→ What is being asked
Please find each line in the items below that contains the string "tree" and copy it out in full. Case counts, so only lines with that exact capitalization qualify.

→ Extracted entries
begin
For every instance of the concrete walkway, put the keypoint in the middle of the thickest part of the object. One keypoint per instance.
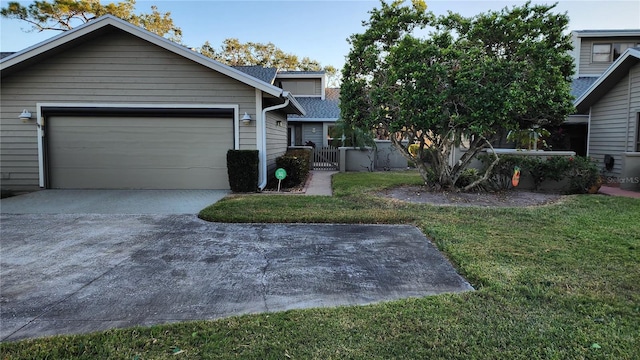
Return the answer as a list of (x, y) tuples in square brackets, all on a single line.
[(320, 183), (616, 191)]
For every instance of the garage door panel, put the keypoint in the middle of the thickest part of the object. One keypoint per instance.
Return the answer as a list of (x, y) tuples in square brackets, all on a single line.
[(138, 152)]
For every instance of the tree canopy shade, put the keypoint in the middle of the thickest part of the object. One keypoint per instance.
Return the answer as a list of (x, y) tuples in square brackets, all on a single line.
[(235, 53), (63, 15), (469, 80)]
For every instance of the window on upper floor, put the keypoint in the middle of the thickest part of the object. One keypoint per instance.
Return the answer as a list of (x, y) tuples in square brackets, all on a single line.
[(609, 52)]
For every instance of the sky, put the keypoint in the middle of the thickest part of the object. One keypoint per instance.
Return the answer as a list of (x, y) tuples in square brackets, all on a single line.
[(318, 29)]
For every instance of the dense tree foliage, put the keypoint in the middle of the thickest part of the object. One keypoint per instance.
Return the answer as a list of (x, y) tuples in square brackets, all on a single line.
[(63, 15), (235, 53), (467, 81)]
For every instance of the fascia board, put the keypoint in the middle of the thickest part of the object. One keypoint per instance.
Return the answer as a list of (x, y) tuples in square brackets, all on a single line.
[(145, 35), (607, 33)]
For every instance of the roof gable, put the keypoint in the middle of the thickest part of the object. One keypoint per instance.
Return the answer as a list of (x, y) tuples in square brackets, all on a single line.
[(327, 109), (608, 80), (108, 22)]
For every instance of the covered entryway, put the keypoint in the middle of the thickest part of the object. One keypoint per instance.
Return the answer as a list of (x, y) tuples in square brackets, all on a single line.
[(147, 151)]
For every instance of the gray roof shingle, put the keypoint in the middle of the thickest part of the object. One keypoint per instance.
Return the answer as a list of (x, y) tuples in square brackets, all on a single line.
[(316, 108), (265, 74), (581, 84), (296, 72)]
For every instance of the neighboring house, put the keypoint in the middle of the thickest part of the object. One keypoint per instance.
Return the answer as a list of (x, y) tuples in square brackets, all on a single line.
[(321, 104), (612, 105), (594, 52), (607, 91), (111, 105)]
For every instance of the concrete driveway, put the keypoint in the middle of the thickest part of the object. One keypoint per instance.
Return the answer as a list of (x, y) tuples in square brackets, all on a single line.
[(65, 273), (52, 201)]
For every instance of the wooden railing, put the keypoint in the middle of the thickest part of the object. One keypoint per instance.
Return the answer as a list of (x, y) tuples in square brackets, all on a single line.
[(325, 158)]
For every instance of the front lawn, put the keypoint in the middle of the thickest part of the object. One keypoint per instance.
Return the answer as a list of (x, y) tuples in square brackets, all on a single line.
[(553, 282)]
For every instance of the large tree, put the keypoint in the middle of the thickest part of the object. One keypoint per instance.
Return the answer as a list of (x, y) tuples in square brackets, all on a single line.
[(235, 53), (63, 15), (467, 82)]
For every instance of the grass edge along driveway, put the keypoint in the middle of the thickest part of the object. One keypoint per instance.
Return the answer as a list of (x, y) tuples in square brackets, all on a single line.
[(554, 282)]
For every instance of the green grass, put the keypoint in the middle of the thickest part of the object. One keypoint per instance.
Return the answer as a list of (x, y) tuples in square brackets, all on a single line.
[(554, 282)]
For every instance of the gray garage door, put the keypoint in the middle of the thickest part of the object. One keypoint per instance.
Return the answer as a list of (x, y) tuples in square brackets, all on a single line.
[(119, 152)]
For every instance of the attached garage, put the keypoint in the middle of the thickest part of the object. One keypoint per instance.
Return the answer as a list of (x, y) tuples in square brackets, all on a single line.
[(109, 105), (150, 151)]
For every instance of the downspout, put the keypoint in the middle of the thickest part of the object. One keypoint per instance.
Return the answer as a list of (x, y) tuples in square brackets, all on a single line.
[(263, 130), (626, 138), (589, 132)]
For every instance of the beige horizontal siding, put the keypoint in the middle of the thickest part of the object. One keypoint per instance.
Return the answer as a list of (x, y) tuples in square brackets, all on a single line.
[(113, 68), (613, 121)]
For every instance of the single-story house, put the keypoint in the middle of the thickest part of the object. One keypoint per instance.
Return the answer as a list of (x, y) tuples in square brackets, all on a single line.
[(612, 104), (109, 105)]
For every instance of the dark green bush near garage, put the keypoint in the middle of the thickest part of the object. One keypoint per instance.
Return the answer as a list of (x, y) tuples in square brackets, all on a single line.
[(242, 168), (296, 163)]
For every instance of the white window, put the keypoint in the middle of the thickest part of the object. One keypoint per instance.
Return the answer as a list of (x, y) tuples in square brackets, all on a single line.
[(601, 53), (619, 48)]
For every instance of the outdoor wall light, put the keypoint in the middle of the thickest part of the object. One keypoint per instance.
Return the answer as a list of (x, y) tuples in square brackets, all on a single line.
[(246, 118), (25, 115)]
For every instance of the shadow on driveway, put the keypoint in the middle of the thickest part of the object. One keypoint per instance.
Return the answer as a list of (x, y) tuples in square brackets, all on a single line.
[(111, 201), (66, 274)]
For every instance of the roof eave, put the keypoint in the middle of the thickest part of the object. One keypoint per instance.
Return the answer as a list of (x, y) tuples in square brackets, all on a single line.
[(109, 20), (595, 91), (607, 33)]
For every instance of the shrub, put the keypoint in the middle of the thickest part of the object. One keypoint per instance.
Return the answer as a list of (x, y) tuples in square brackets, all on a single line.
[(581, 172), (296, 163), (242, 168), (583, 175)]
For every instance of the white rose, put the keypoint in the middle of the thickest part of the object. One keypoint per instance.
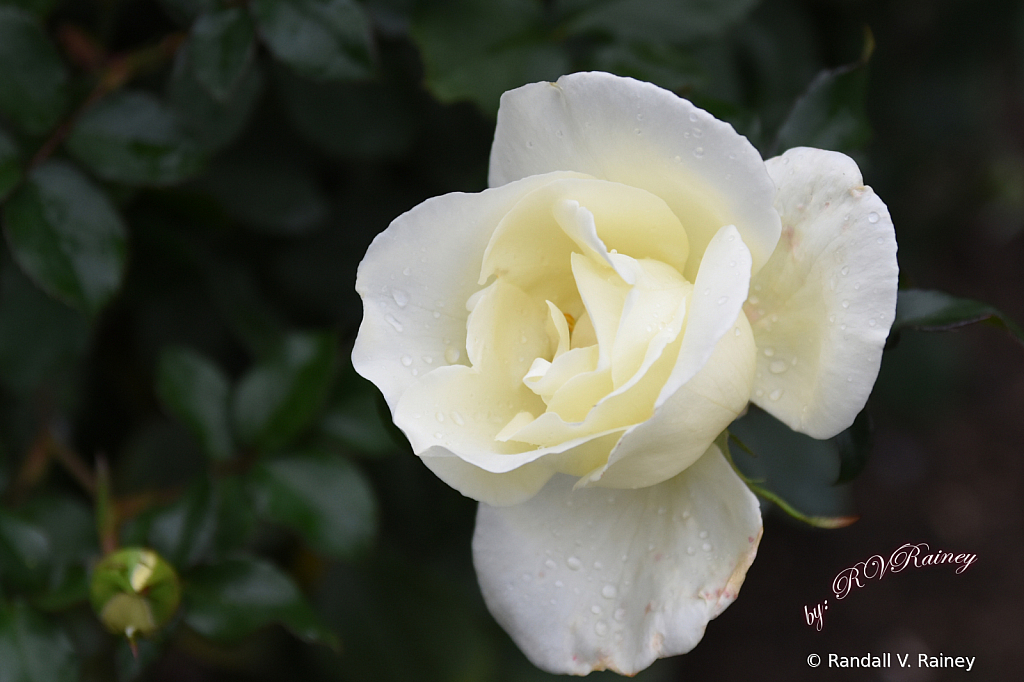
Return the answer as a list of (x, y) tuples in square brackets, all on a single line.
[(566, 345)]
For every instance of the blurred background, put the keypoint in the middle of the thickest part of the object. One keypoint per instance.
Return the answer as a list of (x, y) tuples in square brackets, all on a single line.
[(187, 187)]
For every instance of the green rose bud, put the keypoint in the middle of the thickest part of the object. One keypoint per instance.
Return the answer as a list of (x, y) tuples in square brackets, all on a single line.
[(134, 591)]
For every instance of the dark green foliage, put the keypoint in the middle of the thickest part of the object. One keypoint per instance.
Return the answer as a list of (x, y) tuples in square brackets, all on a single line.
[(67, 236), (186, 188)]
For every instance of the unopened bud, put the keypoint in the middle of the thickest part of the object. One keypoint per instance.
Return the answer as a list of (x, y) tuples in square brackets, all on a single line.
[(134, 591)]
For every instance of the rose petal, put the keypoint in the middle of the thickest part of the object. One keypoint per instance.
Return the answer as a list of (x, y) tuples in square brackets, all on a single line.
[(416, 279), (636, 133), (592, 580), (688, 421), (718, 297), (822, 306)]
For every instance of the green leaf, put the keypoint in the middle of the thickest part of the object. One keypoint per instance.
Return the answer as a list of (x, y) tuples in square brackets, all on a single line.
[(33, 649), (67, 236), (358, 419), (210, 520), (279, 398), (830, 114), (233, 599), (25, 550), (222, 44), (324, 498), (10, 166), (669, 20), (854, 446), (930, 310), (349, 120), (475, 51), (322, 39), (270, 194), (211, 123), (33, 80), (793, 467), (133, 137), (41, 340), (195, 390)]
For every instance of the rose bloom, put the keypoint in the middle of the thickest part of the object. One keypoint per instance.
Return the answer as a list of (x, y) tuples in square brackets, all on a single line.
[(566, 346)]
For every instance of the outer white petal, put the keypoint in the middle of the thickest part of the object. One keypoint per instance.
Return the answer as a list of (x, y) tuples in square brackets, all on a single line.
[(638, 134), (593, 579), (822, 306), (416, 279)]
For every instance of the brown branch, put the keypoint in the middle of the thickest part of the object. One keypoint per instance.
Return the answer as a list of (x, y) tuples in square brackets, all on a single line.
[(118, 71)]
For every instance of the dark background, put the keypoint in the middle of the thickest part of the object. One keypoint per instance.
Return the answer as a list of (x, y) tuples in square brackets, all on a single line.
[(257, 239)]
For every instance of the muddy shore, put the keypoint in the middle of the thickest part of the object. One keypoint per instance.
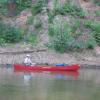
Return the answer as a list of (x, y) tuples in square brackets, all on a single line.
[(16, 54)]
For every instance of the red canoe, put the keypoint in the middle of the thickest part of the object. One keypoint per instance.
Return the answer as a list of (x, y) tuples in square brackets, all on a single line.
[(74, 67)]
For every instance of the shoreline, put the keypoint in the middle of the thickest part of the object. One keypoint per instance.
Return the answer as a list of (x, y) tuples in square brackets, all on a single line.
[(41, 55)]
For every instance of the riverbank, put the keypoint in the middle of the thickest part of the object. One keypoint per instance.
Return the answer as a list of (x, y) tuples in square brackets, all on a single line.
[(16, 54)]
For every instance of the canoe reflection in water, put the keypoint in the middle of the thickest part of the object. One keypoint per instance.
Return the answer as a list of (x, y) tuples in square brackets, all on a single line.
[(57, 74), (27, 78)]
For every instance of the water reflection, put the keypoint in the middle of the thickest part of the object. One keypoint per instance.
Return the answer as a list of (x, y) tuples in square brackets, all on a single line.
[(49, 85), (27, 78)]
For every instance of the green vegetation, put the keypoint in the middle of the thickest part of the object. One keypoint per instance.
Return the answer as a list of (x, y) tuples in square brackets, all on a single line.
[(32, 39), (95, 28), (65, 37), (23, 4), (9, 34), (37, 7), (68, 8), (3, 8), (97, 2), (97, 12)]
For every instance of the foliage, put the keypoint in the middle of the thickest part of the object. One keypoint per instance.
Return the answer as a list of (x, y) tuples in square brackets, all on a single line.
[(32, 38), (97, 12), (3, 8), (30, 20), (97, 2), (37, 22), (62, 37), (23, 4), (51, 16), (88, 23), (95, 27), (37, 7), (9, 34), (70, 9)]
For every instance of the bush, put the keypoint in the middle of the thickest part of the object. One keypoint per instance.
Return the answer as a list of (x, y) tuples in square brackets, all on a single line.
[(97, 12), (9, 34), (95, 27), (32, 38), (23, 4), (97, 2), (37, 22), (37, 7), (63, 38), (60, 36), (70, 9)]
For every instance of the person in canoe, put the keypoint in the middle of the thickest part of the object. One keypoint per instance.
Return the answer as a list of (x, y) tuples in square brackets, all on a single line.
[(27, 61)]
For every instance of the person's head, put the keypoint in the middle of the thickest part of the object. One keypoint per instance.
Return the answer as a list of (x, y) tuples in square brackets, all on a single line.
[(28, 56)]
end
begin
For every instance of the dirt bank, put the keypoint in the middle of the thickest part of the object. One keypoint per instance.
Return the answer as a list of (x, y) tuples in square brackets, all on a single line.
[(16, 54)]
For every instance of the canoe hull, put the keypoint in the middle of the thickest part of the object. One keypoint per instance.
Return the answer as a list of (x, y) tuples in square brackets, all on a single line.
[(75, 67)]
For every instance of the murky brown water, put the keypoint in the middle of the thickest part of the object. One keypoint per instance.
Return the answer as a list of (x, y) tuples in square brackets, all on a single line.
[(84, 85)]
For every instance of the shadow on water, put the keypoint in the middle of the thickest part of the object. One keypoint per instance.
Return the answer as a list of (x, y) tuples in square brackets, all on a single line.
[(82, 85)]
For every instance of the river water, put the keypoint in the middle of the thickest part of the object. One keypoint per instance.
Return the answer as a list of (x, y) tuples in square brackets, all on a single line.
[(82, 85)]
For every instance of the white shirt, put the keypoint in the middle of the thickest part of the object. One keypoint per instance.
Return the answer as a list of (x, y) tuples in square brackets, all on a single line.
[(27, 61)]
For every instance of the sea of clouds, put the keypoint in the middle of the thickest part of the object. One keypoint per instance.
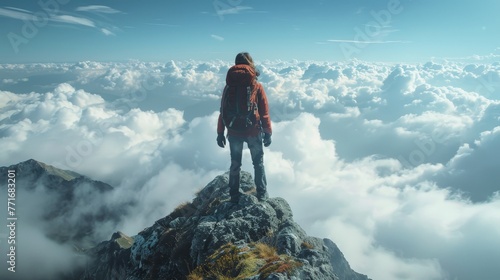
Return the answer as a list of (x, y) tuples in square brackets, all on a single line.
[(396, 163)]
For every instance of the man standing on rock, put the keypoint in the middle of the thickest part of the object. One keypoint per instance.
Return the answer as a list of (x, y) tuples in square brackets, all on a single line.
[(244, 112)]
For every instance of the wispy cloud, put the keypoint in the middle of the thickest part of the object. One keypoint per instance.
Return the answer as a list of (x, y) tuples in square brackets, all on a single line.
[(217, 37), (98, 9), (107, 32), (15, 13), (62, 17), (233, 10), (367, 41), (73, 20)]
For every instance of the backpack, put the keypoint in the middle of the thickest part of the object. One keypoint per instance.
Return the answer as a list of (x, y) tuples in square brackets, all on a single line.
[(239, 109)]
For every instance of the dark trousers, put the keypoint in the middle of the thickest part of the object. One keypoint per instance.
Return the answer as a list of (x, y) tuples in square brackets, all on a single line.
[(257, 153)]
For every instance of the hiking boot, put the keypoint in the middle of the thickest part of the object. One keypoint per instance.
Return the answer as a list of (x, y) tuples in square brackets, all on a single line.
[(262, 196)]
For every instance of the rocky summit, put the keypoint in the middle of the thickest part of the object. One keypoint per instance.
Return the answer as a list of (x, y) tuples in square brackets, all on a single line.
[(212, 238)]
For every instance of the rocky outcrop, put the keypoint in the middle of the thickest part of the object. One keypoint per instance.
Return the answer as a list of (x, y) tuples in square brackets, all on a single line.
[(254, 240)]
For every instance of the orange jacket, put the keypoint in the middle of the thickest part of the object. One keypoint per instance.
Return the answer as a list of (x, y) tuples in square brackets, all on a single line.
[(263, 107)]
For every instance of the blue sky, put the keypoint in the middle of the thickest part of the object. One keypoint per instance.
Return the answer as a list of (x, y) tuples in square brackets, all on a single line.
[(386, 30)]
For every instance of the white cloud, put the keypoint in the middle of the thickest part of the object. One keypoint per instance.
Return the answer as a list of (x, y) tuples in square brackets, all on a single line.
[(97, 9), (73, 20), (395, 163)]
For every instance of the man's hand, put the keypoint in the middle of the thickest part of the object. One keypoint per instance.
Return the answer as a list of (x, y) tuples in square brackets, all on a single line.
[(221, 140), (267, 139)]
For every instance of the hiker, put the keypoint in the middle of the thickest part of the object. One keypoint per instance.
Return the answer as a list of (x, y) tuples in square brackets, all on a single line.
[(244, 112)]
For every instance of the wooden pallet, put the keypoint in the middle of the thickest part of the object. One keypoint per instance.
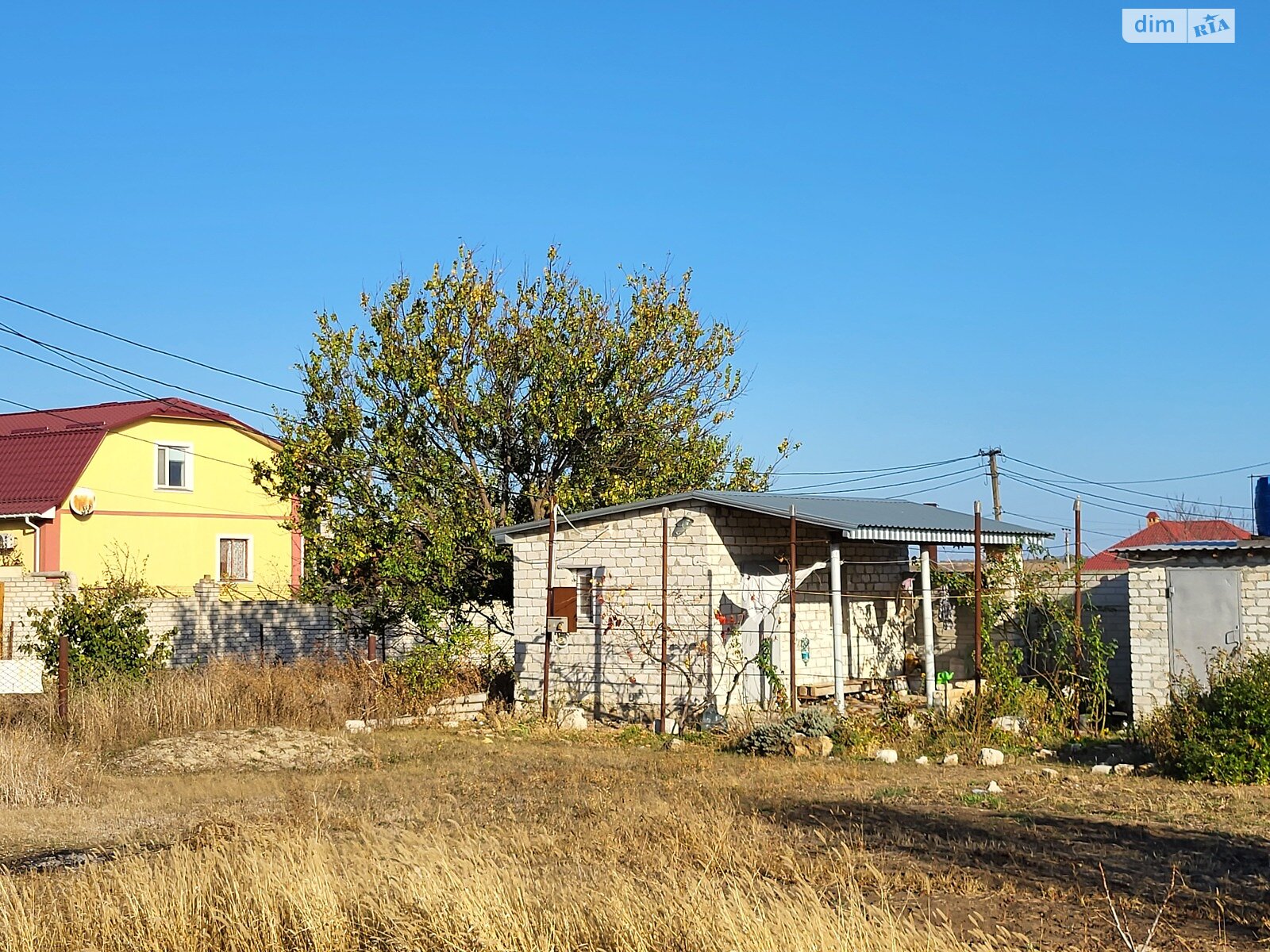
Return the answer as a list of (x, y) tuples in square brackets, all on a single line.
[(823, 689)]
end
→ Written answer
For every instance of the tree canopy shade, put the keypoint in the middle of the thickest part of the object. One keypoint per instance.
For every instance of the dense tree foliage, put the keypoint in the middle of the thickest part of the object. One keypoint per instance.
For every instance of the large tree, put the keypoint in the middle of the thickest part of the object. One keypoint per instance.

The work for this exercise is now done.